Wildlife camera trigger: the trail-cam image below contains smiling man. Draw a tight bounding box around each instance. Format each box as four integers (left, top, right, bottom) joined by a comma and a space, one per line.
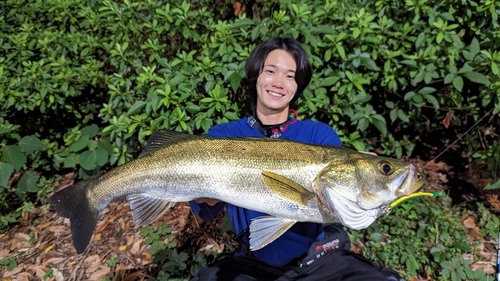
189, 37, 404, 281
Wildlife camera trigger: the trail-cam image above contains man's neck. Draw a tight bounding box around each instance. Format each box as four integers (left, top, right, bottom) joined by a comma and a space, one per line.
255, 108, 289, 125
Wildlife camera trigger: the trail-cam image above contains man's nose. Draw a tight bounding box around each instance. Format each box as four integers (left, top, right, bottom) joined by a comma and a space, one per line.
272, 74, 285, 88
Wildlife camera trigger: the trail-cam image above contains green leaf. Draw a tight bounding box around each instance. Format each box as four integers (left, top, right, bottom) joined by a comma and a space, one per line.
436, 32, 444, 44
320, 75, 341, 87
457, 63, 473, 74
0, 162, 14, 188
230, 18, 254, 29
390, 110, 397, 122
224, 112, 239, 121
469, 37, 480, 58
95, 147, 109, 167
371, 115, 387, 136
1, 145, 26, 171
228, 72, 243, 93
69, 135, 90, 152
0, 127, 11, 135
360, 57, 377, 71
98, 138, 114, 155
19, 135, 45, 154
127, 101, 147, 116
64, 153, 79, 168
335, 44, 346, 60
452, 76, 464, 91
425, 95, 440, 109
483, 180, 500, 190
444, 73, 454, 84
221, 214, 233, 232
353, 28, 361, 39
80, 150, 97, 170
81, 124, 99, 137
464, 72, 490, 85
397, 109, 410, 122
415, 32, 426, 49
18, 171, 39, 192
418, 87, 436, 95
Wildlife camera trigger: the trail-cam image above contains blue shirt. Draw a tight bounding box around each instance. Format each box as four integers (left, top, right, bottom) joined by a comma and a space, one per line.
189, 116, 341, 266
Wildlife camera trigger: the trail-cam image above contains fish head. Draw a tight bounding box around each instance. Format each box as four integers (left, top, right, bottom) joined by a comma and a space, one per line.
315, 153, 424, 229
352, 155, 424, 209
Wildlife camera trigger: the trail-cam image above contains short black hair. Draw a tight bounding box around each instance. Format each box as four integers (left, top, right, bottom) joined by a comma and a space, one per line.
245, 37, 312, 109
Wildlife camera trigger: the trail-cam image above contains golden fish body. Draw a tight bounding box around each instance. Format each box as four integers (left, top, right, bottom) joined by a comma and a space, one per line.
51, 130, 424, 253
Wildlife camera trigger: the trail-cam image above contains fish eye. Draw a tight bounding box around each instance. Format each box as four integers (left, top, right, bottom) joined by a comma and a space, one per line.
378, 161, 393, 175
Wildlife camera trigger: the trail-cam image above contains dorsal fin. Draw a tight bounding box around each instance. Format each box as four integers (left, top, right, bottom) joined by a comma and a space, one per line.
138, 130, 200, 158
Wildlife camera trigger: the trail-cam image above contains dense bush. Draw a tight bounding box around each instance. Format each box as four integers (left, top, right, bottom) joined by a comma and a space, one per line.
1, 0, 499, 279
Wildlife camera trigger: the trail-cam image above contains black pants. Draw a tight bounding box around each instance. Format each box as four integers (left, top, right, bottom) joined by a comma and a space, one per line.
190, 224, 404, 281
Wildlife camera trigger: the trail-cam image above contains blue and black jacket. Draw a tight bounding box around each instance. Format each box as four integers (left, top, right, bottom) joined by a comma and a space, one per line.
189, 116, 342, 267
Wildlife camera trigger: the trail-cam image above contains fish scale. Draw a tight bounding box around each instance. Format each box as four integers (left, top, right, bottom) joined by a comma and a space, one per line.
51, 130, 424, 254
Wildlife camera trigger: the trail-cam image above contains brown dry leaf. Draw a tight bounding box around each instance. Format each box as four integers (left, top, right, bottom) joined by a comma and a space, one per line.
12, 273, 32, 281
233, 2, 243, 16
88, 266, 111, 281
122, 270, 146, 281
442, 110, 453, 129
84, 254, 100, 264
45, 257, 66, 266
486, 194, 500, 210
462, 215, 477, 228
130, 240, 142, 255
31, 265, 49, 278
0, 249, 10, 259
471, 261, 495, 274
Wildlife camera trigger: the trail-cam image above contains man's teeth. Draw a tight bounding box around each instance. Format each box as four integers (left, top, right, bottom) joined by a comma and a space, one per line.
268, 91, 283, 97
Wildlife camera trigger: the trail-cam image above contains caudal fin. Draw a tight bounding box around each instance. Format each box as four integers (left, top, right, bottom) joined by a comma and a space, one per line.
50, 179, 100, 254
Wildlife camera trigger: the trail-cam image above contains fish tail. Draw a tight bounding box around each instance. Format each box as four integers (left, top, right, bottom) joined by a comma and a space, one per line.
50, 178, 100, 254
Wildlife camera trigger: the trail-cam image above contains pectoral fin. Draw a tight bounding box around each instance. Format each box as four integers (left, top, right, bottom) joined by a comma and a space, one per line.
249, 216, 296, 251
126, 194, 176, 228
262, 171, 315, 206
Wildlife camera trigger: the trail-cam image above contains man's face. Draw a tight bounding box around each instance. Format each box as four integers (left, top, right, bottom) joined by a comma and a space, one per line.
256, 49, 298, 117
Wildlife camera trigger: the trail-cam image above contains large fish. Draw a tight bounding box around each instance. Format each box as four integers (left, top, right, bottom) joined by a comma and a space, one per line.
51, 130, 424, 254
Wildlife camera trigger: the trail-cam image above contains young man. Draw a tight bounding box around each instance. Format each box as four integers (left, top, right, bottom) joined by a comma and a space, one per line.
189, 37, 404, 281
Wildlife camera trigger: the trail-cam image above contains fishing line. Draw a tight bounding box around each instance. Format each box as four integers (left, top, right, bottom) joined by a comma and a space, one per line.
424, 107, 495, 169
419, 106, 498, 279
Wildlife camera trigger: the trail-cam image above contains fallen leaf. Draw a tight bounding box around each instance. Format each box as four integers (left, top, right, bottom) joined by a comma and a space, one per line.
471, 261, 495, 274
32, 265, 48, 278
88, 266, 111, 281
462, 215, 476, 228
44, 245, 54, 253
233, 2, 243, 16
486, 194, 500, 210
45, 257, 66, 265
442, 111, 453, 129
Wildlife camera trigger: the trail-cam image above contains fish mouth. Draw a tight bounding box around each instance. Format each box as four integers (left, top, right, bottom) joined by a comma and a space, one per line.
393, 164, 423, 197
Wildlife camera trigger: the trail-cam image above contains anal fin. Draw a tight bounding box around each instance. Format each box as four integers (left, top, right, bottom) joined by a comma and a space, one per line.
249, 216, 296, 251
126, 194, 175, 228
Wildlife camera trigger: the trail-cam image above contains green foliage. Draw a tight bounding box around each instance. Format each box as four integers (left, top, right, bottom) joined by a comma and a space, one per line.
1, 0, 499, 278
0, 257, 18, 271
350, 194, 497, 280
140, 223, 208, 280
43, 268, 54, 280
107, 256, 119, 268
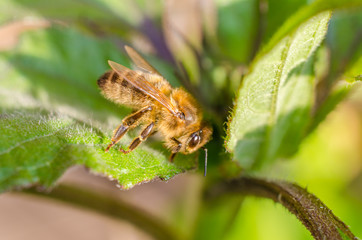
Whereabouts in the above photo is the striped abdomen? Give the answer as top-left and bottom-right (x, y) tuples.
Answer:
(97, 70), (153, 109)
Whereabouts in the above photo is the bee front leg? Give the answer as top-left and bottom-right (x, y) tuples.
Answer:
(169, 137), (182, 162)
(105, 106), (152, 152)
(120, 122), (155, 154)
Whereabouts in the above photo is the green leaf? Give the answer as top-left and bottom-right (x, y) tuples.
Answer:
(0, 27), (197, 192)
(226, 12), (331, 169)
(0, 110), (195, 192)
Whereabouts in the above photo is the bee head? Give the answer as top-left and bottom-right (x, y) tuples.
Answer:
(185, 123), (212, 153)
(186, 131), (202, 149)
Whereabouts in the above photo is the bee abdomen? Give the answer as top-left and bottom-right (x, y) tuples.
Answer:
(97, 70), (150, 108)
(98, 71), (118, 89)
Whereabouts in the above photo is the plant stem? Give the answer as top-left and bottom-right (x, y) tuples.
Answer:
(206, 177), (358, 240)
(24, 184), (183, 240)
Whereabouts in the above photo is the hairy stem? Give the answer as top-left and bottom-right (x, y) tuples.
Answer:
(24, 184), (182, 240)
(206, 177), (357, 240)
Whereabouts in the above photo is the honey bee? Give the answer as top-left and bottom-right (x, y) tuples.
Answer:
(97, 46), (212, 176)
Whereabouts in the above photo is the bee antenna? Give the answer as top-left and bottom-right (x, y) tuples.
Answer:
(202, 147), (208, 177)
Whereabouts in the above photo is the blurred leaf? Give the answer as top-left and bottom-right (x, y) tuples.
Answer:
(326, 9), (362, 82)
(347, 56), (362, 81)
(263, 0), (308, 43)
(226, 12), (331, 169)
(0, 26), (197, 192)
(313, 44), (329, 84)
(0, 0), (136, 38)
(309, 82), (357, 134)
(200, 0), (218, 44)
(257, 0), (362, 63)
(1, 26), (129, 121)
(216, 0), (259, 63)
(346, 51), (362, 81)
(163, 0), (202, 84)
(311, 10), (362, 132)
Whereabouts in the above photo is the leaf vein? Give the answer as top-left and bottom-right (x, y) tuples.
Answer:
(0, 125), (72, 155)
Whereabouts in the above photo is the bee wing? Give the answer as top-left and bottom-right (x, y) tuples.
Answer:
(108, 60), (180, 116)
(124, 45), (161, 75)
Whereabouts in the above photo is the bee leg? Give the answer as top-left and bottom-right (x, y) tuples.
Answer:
(105, 106), (153, 152)
(169, 138), (182, 162)
(120, 122), (155, 154)
(105, 124), (127, 152)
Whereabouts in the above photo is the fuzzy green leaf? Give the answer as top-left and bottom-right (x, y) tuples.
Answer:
(0, 27), (197, 192)
(0, 110), (196, 192)
(226, 12), (331, 169)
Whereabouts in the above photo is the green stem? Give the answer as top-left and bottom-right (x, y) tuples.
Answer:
(24, 184), (183, 240)
(206, 177), (358, 240)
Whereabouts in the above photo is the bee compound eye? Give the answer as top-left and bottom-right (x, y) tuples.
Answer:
(188, 134), (201, 149)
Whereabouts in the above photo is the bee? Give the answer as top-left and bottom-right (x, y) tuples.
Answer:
(97, 46), (212, 176)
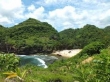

------------------------------------------------------------

### The task
Gather up the lines containing the word "abdomen" from these records and copy them.

### Solution to the exercise
Whereabouts in the above photo is the striped abdomen? Give the answer as top-left and bottom-right (x, y) tuples.
Whereabouts in the above photo is the bee abdomen? Give the answer as top-left and bottom-right (x, y) tuples.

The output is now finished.